Show each line of the entries below that contains the word "yellow", copying the line in full. Case counts, so a line qualifies only if its capitalization matches.
============
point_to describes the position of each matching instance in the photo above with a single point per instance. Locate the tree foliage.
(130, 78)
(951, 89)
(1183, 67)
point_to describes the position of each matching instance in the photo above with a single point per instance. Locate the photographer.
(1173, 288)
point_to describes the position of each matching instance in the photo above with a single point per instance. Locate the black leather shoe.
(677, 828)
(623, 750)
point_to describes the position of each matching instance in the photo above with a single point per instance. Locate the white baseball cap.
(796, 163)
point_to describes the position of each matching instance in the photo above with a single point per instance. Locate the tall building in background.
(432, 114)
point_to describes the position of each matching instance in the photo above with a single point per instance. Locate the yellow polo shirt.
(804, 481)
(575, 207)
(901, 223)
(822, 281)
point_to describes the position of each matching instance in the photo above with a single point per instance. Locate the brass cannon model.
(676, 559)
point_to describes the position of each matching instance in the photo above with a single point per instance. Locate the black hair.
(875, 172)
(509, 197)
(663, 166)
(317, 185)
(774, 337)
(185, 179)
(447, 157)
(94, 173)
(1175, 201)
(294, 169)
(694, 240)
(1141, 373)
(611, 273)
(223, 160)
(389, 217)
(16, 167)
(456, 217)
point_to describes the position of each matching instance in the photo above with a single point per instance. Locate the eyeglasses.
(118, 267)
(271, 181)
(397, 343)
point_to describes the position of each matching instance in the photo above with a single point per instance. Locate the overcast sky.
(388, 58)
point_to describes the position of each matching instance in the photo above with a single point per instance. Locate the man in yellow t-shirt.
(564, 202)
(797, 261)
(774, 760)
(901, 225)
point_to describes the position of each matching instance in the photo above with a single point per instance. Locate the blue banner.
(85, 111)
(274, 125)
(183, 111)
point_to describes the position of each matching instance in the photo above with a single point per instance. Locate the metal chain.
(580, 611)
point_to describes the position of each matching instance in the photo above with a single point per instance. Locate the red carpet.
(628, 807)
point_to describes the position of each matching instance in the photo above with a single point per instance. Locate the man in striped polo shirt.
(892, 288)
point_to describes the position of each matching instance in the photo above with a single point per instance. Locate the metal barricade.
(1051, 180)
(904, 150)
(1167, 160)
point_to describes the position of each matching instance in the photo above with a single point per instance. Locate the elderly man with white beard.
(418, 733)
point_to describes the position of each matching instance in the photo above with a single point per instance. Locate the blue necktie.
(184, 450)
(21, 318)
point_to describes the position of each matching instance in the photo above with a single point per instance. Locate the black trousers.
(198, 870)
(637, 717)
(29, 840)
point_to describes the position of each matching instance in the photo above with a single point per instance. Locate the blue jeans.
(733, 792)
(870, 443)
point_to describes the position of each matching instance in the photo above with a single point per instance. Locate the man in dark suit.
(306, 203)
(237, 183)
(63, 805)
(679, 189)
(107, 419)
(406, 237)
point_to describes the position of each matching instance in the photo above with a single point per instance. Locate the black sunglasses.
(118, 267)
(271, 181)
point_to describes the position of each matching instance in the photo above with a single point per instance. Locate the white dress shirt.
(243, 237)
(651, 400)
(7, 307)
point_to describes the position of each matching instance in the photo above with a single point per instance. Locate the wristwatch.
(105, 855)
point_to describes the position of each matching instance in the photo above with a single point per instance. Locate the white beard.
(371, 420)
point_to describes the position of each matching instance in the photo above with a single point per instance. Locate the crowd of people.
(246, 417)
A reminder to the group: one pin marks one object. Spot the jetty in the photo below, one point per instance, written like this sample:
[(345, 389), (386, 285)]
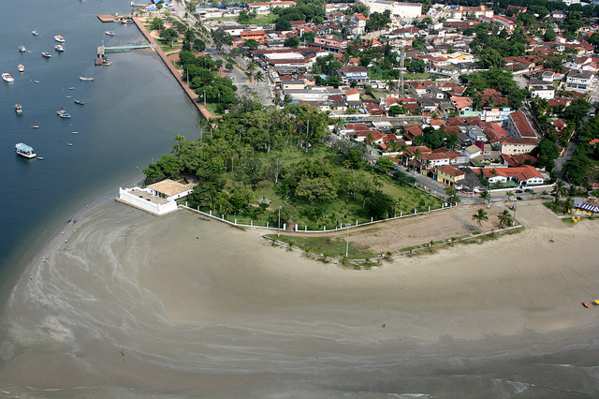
============
## RESPONSE TO THE EXERCISE
point_to describes the position of each matching instance in the photo above with a single point per instance. Locate the yellow polo shirt.
point_to describes the position of each matching instance in the photo above with a single point per instance. Locate the man in yellow t-shirt.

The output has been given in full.